## 出典抜粋

__________________________________________________

説明

印刷インキ用樹脂ワニスおよびその用途

【課題】 耐乳化性、耐ミスチング性および乾燥性のいずれにも優れた印刷インキを与えうる印刷インキ用樹脂ワニスと、これを用いた印刷インキ用ゲルワニスおよび印刷インキとを提供する。
【解決手段】 本発明の印刷インキ用樹脂ワニスは、印刷インキ用樹脂および植物油からなる樹脂ワニスから低沸点物質を蒸留除去して得られる。本発明の印刷インキ用ゲルワニスは、前記本発明の印刷インキ用樹脂ワニスに、インキ溶剤およびゲル化剤をも含有させてなる。本発明の印刷インキは、前記本発明の印刷インキ用ゲルワニスに顔料を混練してなる。

【発明の詳細な説明】
【技術分野】
【0001】
本発明は、耐乳化性、耐ミスチング性および乾燥性などオフセット印刷に要求されるインキ適性を有する印刷インキ用樹脂ワニスと、これを用いた印刷インキ用ゲルワニスおよび印刷インキとに関する。
【背景技術】
【0002】
一般に、オフセット印刷等に用いられる印刷インキは、例えば、ロジン変性フェノール樹脂等のバインダー樹脂、大豆油等の植物油、および石油系インキ溶剤を主成分とするビヒクルに顔料を加えて混練することにより製造されている。前記ロジン変性フェノール樹脂としては、通常、ロジンとポリオールとレゾール型フェノール樹脂とを高温加熱反応させて得られるものが用いられる。また、前記植物油としては、リサイクル等の観点から、近年特に回収再生植物油が使用されることが多い。
ところで、近年、他の印刷技術同様、オフセット印刷においても高速化が求められている。それに伴い、様々なインキ適性の中でも特に、耐乳化性、耐ミスチング性および乾燥性が重要視されるようになり、これら3つの適性を全て兼ね備えた印刷インキが要望されている。
【0003】
印刷インキの乳化適性を向上させる手段については、種々の提案がなされており、例えば、オフセット印刷インキにアルキレンオキシド付加ロジン化合物を添加する方法(特許文献1参照)、親水性基で変性したジメチルポリシロキサンを0.001〜1.0重量%含有したインキ(特許文献2参照)、長鎖ジオールと大豆油モノグリセリドおよび/またはジグリセリドを含むオフセットインキ(特許文献3参照)等がある。また、印刷インキ用樹脂を低温でクッキングすることにより分解生成物の形成を抑制し、乾燥性や乳化適性が損なわれないようにする方法(特許文献4参照)や、印刷インキ用樹脂または印刷インキ用樹脂と疎水性溶剤とからなる樹脂ワニスから水溶性成分を抽出除去し、耐乳化性、耐ミスチング性等の諸性能を向上させる方法(特許文献5参照)も提案されている。

__________________________________________________

## データ行
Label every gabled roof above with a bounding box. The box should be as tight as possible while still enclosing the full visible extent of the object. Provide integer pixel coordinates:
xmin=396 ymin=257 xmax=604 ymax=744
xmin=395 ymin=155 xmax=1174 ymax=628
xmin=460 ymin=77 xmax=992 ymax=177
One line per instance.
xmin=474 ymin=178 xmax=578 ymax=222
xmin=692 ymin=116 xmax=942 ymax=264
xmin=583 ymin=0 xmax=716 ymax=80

__________________________________________________

## 課題 1
印刷インキ用樹脂ワニスの出典抜粋の【0003】で、特許文献1〜5として示されている提案を、文献番号とともにすべて挙げよ。
## 課題 2
データ行のエントリを、一行残らず一字一句変えずに書き写せ。

## 解答 1
特許文献1：オフセット印刷インキにアルキレンオキシド付加ロジン化合物を添加する方法
特許文献2：親水性基で変性したジメチルポリシロキサンを0.001〜1.0重量%含有したインキ
特許文献3：長鎖ジオールと大豆油モノグリセリドおよび/またはジグリセリドを含むオフセットインキ
特許文献4：印刷インキ用樹脂を低温でクッキングすることにより分解生成物の形成を抑制し、乾燥性や乳化適性が損なわれないようにする方法
特許文献5：印刷インキ用樹脂または印刷インキ用樹脂と疎水性溶剤とからなる樹脂ワニスから水溶性成分を抽出除去し、耐乳化性、耐ミスチング性等の諸性能を向上させる方法

## 解答 2
Label every gabled roof above with a bounding box. The box should be as tight as possible while still enclosing the full visible extent of the object. Provide integer pixel coordinates:
xmin=396 ymin=257 xmax=604 ymax=744
xmin=395 ymin=155 xmax=1174 ymax=628
xmin=460 ymin=77 xmax=992 ymax=177
One line per instance.
xmin=474 ymin=178 xmax=578 ymax=222
xmin=692 ymin=116 xmax=942 ymax=264
xmin=583 ymin=0 xmax=716 ymax=80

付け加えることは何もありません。